[Directions]
Transcribe the material exactly. Images do not belong in the copy.

[Record set]
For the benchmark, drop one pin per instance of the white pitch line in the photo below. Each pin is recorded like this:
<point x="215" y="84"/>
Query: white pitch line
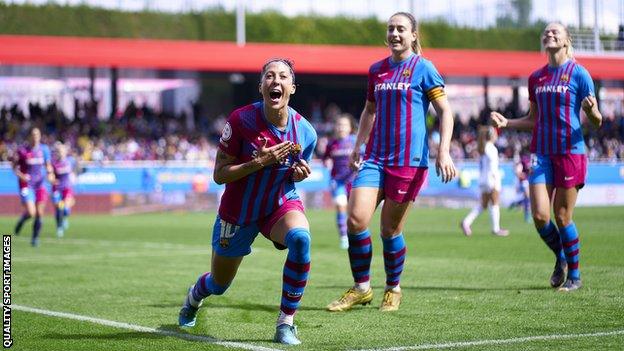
<point x="450" y="345"/>
<point x="96" y="256"/>
<point x="108" y="323"/>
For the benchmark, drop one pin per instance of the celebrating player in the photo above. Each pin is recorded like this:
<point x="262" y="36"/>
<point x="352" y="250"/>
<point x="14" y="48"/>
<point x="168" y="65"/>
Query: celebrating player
<point x="31" y="166"/>
<point x="394" y="167"/>
<point x="62" y="194"/>
<point x="557" y="92"/>
<point x="337" y="159"/>
<point x="264" y="149"/>
<point x="489" y="183"/>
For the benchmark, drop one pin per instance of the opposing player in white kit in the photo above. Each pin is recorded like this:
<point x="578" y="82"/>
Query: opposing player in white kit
<point x="489" y="183"/>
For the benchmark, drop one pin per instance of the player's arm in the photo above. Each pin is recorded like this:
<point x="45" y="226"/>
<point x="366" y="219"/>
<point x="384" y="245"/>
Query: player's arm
<point x="227" y="170"/>
<point x="444" y="164"/>
<point x="523" y="123"/>
<point x="16" y="169"/>
<point x="590" y="107"/>
<point x="367" y="120"/>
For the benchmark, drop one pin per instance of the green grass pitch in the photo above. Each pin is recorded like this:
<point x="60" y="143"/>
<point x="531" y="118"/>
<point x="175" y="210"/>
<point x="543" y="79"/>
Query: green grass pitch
<point x="136" y="269"/>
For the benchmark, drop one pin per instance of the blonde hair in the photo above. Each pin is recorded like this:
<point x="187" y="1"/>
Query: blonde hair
<point x="568" y="41"/>
<point x="416" y="44"/>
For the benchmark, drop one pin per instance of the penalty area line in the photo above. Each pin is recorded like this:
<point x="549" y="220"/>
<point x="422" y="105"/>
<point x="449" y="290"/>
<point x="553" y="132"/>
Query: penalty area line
<point x="450" y="345"/>
<point x="138" y="328"/>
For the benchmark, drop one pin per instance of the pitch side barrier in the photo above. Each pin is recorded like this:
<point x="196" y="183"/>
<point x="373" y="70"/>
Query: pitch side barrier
<point x="173" y="179"/>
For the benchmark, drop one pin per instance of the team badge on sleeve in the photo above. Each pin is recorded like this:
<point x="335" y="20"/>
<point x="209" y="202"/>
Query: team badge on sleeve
<point x="226" y="134"/>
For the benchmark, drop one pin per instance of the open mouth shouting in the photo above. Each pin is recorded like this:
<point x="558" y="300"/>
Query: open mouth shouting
<point x="275" y="95"/>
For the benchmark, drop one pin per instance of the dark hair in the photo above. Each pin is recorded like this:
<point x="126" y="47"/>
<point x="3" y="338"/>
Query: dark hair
<point x="416" y="44"/>
<point x="285" y="61"/>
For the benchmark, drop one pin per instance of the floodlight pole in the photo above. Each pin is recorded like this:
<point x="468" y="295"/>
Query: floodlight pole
<point x="240" y="22"/>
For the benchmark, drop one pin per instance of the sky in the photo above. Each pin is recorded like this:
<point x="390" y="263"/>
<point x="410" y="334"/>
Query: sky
<point x="473" y="13"/>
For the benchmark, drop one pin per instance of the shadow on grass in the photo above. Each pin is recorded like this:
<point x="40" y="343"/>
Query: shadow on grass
<point x="164" y="331"/>
<point x="446" y="288"/>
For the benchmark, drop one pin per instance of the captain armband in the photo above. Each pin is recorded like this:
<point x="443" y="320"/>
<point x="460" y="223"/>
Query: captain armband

[Solution for this exercise]
For the benchmark, drop one pin per instance of the white pitch line in the photo below. Each pin is recorded like this:
<point x="215" y="84"/>
Query: white pitch line
<point x="450" y="345"/>
<point x="96" y="256"/>
<point x="108" y="323"/>
For the benchmark, drop one pin per instance of the celebrating player in the photo above. Each pin is recorded like this:
<point x="262" y="36"/>
<point x="352" y="250"/>
<point x="14" y="48"/>
<point x="168" y="65"/>
Query: celebrating player
<point x="31" y="166"/>
<point x="394" y="167"/>
<point x="62" y="194"/>
<point x="557" y="92"/>
<point x="337" y="159"/>
<point x="264" y="149"/>
<point x="489" y="183"/>
For the benchmark, drop one pin per instance of the opposing player in white kit in the photo above. Each pin is recorded like this:
<point x="578" y="82"/>
Query: opposing player in white kit
<point x="489" y="183"/>
For the benchmark, drop one pin per instance of the player's arm in the photo above. Each pin is recorded like this:
<point x="45" y="226"/>
<point x="366" y="219"/>
<point x="384" y="245"/>
Query: player's arm
<point x="227" y="170"/>
<point x="444" y="164"/>
<point x="523" y="123"/>
<point x="16" y="169"/>
<point x="590" y="107"/>
<point x="367" y="120"/>
For the benchmark, drop one pin per instance of the green grass pitch in the photo above. Each pin is recorded like this:
<point x="60" y="143"/>
<point x="531" y="118"/>
<point x="175" y="210"/>
<point x="543" y="79"/>
Query: green grass pitch
<point x="136" y="269"/>
For the benchmark, drop one pin per instance of the blonde hair in the photo above. Each pin is recorded like this:
<point x="187" y="1"/>
Query: blonde hair
<point x="568" y="41"/>
<point x="416" y="44"/>
For the benchmark, drop one pin per instance of the penalty area line in the photo above. Each pin is recorded like this:
<point x="549" y="220"/>
<point x="422" y="105"/>
<point x="449" y="290"/>
<point x="553" y="132"/>
Query: penalty area line
<point x="450" y="345"/>
<point x="138" y="328"/>
For the benchmark, drop one pin per instance of the pitch side barrier in the photo above. Each pin is recorded like this:
<point x="196" y="183"/>
<point x="373" y="70"/>
Query: pitch side barrier
<point x="173" y="179"/>
For the benchmark, drop one pin per instance of the team badge on sleeve in the photo above. Each pin is recorded like this:
<point x="335" y="20"/>
<point x="209" y="202"/>
Query: team badge on sleeve
<point x="226" y="134"/>
For the benchmark, drop one pin per instance of the open mouth shouting in the photo above. Each pin is recorded like this:
<point x="558" y="300"/>
Query: open mouth shouting
<point x="275" y="95"/>
For the benchmark, drop one pin per instance of the dark hair in the photo above. Each pin is recorded like this:
<point x="126" y="47"/>
<point x="3" y="338"/>
Query: dark hair
<point x="416" y="44"/>
<point x="285" y="61"/>
For the benchmark, drop one pin per instance of the floodlight pole in the photo above. Each pin is recorded like this:
<point x="468" y="295"/>
Query: floodlight pole
<point x="240" y="22"/>
For the benchmark, drop one pin per instance of the sky in the photo above. Each pin is recorded like this:
<point x="390" y="263"/>
<point x="410" y="334"/>
Query: sky
<point x="473" y="13"/>
For the benchmark, drop one pin per instance of the shadow on grass in the photo above. Each pin is recorded like this:
<point x="40" y="343"/>
Query: shadow on grass
<point x="164" y="331"/>
<point x="446" y="288"/>
For the benchmark, drop one pin per instance of the captain armband in the photo above. Each pin is recorded like this:
<point x="443" y="320"/>
<point x="460" y="223"/>
Query: captain armband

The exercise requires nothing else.